* [Task instructions] All of the listing is to be written out word for word, with the pictures left out.

* [Dataset records]
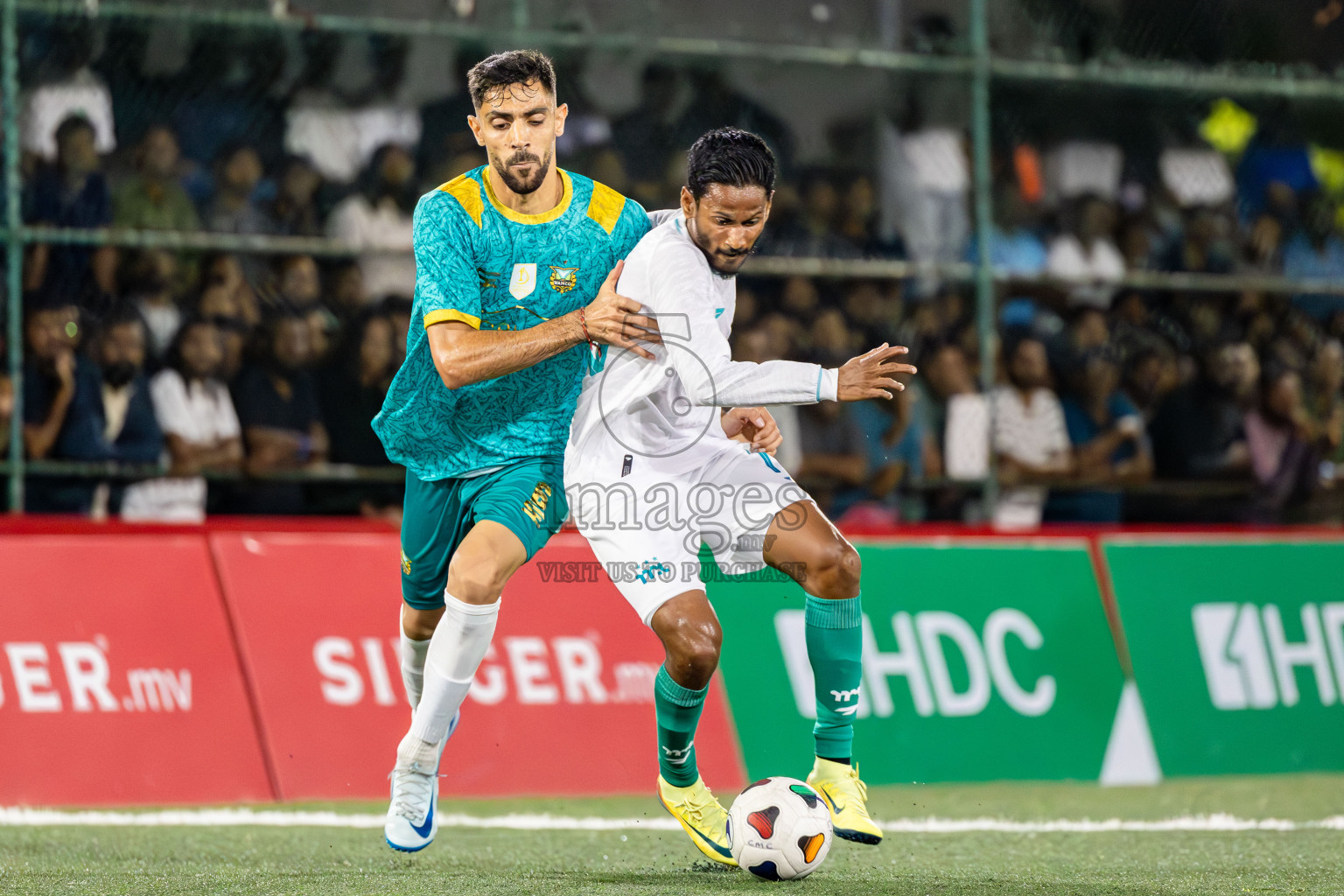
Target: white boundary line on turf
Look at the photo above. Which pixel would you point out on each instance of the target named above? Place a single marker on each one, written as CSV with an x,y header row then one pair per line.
x,y
23,817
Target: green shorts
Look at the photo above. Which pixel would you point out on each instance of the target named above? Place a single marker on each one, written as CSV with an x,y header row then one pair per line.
x,y
526,496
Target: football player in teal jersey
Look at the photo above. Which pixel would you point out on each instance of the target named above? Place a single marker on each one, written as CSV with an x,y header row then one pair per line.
x,y
512,298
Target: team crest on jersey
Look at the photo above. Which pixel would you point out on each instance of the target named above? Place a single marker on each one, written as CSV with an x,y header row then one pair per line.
x,y
536,506
523,281
564,278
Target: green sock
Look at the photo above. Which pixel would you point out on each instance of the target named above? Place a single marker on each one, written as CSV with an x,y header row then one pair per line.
x,y
835,647
679,712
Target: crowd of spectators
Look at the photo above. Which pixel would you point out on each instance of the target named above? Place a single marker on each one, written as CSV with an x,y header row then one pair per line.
x,y
263,364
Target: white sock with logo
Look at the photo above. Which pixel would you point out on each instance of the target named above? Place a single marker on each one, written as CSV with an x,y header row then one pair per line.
x,y
413,665
458,648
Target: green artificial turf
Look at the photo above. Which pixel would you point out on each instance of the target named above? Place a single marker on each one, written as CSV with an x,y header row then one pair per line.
x,y
330,861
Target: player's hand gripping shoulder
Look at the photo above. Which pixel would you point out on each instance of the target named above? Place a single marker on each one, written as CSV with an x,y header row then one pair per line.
x,y
752,426
614,320
872,375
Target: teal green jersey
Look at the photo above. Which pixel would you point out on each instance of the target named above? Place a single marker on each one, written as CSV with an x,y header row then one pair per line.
x,y
492,268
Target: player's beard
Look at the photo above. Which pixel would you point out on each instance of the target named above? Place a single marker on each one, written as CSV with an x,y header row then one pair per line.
x,y
523,186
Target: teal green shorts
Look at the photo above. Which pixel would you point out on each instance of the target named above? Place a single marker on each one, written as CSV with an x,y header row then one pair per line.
x,y
526,496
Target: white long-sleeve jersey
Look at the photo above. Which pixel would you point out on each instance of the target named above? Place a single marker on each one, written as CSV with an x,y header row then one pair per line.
x,y
660,407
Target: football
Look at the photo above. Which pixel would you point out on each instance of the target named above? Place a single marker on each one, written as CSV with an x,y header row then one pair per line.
x,y
779,830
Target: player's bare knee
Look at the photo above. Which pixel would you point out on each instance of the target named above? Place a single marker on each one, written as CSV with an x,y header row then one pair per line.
x,y
694,653
836,572
418,624
476,582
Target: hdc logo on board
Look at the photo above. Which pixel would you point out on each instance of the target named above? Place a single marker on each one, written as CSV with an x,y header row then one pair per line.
x,y
75,675
924,645
534,670
1250,662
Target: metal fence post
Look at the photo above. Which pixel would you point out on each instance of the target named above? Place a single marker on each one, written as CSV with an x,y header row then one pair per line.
x,y
984,222
14,245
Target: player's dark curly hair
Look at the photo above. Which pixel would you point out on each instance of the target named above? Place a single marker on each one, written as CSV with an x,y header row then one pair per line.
x,y
509,67
732,158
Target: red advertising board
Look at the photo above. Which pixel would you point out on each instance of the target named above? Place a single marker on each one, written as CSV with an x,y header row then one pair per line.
x,y
118,677
562,704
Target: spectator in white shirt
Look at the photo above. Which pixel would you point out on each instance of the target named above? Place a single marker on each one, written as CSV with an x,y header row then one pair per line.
x,y
193,409
378,220
1088,254
1030,437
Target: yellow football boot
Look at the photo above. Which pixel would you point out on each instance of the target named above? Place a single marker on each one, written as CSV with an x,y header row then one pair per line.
x,y
701,816
845,797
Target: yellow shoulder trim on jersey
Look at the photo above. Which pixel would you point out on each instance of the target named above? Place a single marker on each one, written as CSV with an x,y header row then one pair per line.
x,y
605,207
519,218
468,192
452,315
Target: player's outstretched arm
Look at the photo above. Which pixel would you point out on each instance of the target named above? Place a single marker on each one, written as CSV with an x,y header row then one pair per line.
x,y
466,355
870,375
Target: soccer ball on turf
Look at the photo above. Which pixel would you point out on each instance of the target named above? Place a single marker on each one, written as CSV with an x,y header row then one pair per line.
x,y
779,830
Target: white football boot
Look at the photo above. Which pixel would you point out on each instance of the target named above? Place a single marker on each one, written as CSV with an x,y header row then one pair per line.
x,y
411,821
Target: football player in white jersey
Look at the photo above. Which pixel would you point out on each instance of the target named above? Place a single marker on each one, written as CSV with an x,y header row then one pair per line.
x,y
654,466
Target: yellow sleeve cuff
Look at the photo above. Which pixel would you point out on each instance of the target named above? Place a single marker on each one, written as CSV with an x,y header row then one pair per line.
x,y
452,315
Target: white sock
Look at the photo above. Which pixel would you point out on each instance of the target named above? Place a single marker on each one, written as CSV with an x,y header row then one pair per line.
x,y
413,665
454,652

* [Exercise answer]
Target: white boundary line on turf
Look at the photo above. Which pixel would you point out on each instance of the target named above? Place a single marker on each one, written as CSV with an x,y header row then one pair per line.
x,y
23,817
Target: green shorts
Look at the photo above. Which pixel would you point out on each instance of the target named above? Place a single marker on each one, written as CSV with an x,y header row then one pair per line.
x,y
526,496
Target: football player in teal jersey
Look at the photo above. Which pixel would you point out on each instance of the target named above? Place a single marker on each one, written as CSV with an x,y header row then one pair per line.
x,y
512,298
Target: team crest on jersey
Look at the photo above. Which pixel would you point out on each instance of the target named above? Place a single marker on each one, written as CSV with an x,y header row then one pair per line.
x,y
536,506
523,281
564,278
Target: green sock
Look at the photo above. Which pixel would you point out on each instance of the target named above? Place a single marker on each one, written as CSV with an x,y header row then one pair per line.
x,y
835,647
679,712
Target: crowd of spectators
Look at the photo above. Which pixel would you point out on each instance of the target named above? Place a single marker on each one, written as CSV with an x,y header row then one pair per line.
x,y
263,364
Target: white sock with logo
Look at the photo above. Which pixel would you point out on each instance of the target named above? Place a single marker on each one, written as CSV with an x,y header row then one pair per line.
x,y
413,665
458,648
Target: green artificial turf
Look at the photo above. Which pixel would you point out on each instance of the target named above? Place a single marker on each one, written as CSV with an x,y header row then one pair per line.
x,y
330,861
Target: player's hand gripping shoulder
Look at the photo above. Which pixel would you point out on each instance of the target named above? Place a single marker on each one, written as CSV with an x,y header row then one pair per line.
x,y
752,426
614,320
872,375
Target: teal green jersey
Look at the photo above. Which pixel would you point out on each instance of the target named above? Place a single marker on each one, written as CSV with an x,y header row then one pair per line.
x,y
492,268
Target: player's beard
Look at the photo above. Which pixel would you point out on each instance of the target named above? Place a single marker on each one, written as CSV with an x,y header row then one pair per line.
x,y
523,186
Target: teal green shorts
Look at the photo above. Which pixel would you point out on each instance of the target named above? Place a single marker on each one, written as CSV with an x,y header row then one pair per line.
x,y
526,496
Target: white long-sleeve jersey
Look at the photo above. Which pixel would you point out on each instance of the target named above? Place a single marker on each one, written as CSV with an x,y header row then one pair per line.
x,y
660,407
Target: football
Look at the photo above. Which pixel would you point out on each instance of the target named above? Place a single marker on each one, written as CSV with an x,y header row then one pair per line.
x,y
779,830
Target: player's bare knee
Look at the photo above. Which pixel would you point out on each instance of the target named above? Place a single marker on each one, written as CSV with an x,y header row then one pair per line.
x,y
694,653
836,572
418,624
476,582
Target: hdc logo on board
Look at the photo above. Which pixel would you point out on each instance of the target named above? Place a single marker on each one, written as CSV with an x,y header row then one pair per line.
x,y
75,675
924,645
534,670
1250,662
Target: metal fence post
Look at the photo above. Which pixel would you point out on each instance of the target named above? Place a single marker on each one, written as CSV with an x,y header row then one pair per line.
x,y
984,222
14,245
Target: player's dark curly hair
Look at the photo above. Which pixel would you point out on each instance of the target named above? Place a single marker on each one, written as CSV with an x,y header row then one pair per line.
x,y
509,67
732,158
Target: red advertising board
Look at the photo above. Which pixel would you point out on each instance of the target named above? Place a single marker on each one, written as CSV with an x,y header row then one pair per line.
x,y
118,677
562,704
Target: spectator in white shirt
Look at the photo above. Which pixel would you point out on each instance of the target named above? Place a single marker on each one, written as CSV with an x,y header row then one pair per line.
x,y
193,409
378,220
1088,254
1030,437
Target: yellow football boot
Look at the photo above. Which pixel would you point out on each instance of the target named above? Place a single marker on each one, written as CSV with an x,y header row then one pair per line.
x,y
701,816
845,797
Target: yellow shoulder trim on jersey
Look at the photo above. Which pixel would you point out on each instance of the target named above? Place a single marker on each one, written as CSV with an x,y header row then one pair per line.
x,y
605,207
519,218
468,192
452,315
Target: player's outstretched arm
Look at the photo above. Which pixel would you point out on each instance of the target named above? Place a single marker on each one, written as CSV with an x,y header row then one pair per line.
x,y
466,355
870,375
Target: soccer ball on turf
Look at the photo above. Which pixel would you point out on each instance of the target named above? Place a single marker on each one, written as CSV with an x,y header row then one pair per line.
x,y
779,830
Target: white football boot
Look at the photo above. Which pixel would you point out on each instance of the target named above? Place a single marker on each one, written as CSV with an x,y header row then one pair per line.
x,y
411,821
Target: football player in white jersey
Look at the photo above. Which pixel would you point out on each instance of the target named above? Place a single marker on each one, written as CSV with an x,y header row then one pair per line.
x,y
654,466
Target: yellow sleeve cuff
Look at the photo above. Which pixel would you point out on each instance of the target named above? Place a single marker on each one, written as CSV with an x,y header row then one pair per line.
x,y
452,315
Target: white sock
Look at the photo above. Which pixel would you point out on each instance of the target named above? Place a single marker on each one, written as CSV with an x,y header row then one pair per line.
x,y
413,665
454,652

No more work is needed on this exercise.